→ Records shown:

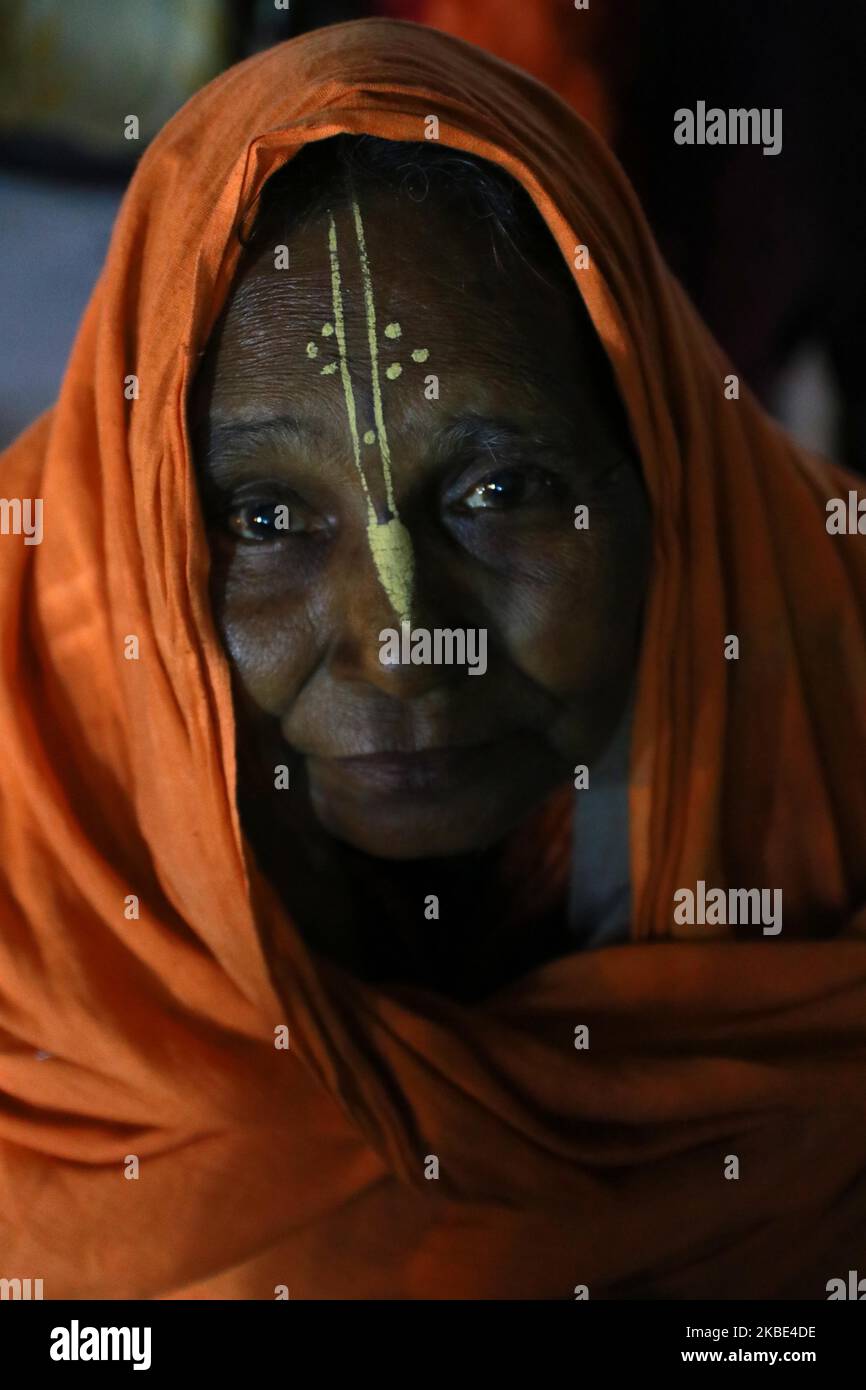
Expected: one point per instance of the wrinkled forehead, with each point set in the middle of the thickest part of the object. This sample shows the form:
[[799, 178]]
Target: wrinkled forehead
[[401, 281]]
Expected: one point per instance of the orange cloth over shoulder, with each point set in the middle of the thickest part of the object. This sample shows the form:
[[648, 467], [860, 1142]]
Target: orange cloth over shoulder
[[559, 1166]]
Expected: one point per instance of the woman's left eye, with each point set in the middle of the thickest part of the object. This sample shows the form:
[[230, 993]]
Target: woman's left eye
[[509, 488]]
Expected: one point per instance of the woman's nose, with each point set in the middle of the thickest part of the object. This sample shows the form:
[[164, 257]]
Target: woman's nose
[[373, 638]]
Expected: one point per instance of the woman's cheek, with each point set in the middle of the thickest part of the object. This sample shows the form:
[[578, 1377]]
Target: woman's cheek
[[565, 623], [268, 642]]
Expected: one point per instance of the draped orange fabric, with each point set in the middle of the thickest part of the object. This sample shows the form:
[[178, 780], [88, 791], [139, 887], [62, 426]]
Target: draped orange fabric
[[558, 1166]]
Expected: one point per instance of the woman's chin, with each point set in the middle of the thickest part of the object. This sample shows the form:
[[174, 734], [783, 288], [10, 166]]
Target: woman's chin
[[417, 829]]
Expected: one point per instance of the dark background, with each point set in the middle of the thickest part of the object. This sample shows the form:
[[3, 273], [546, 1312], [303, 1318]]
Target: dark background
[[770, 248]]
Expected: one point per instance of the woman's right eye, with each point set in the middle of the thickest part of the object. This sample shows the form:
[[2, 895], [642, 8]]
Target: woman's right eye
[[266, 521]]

→ Exercise directions: Copy out every line from the beginning of the records through the line that contains "[[565, 623], [268, 642]]", requests included, and raise each coordinate in the answers by 9 while leaving the requests and their sample points unchanged. Leave the pictures out.

→ Solution for this exercise:
Expected: one point per instance of the wrinkled forehead, with each point set in the middle of the thickest part of the object. This sample shows the form:
[[799, 178]]
Target: wrinkled forehead
[[410, 290]]
Expected: one point per instance of the orange cloth over shoulder, with each point set in the middle of the thickest part of the object. This sample shows the form:
[[648, 467], [860, 1142]]
Target: orange cloth over shoulder
[[568, 1175]]
Expected: one point per instance of the woman's left eye, with each point set in the middle of the thickest part of the object. This sample shows the form:
[[230, 993]]
Target: woman's left eye
[[518, 497]]
Expected: one point per instance of the woman's nose, with each point set in the middle of the thickest part of the object. This sample shows the form:
[[164, 257]]
Target: woman's nose
[[382, 647]]
Expected: one point per instance of the woman's cheek, with each point set in the middle of the thickest part of the object. This sample shows the form:
[[578, 1377]]
Target: woman's cheek
[[574, 632], [277, 651]]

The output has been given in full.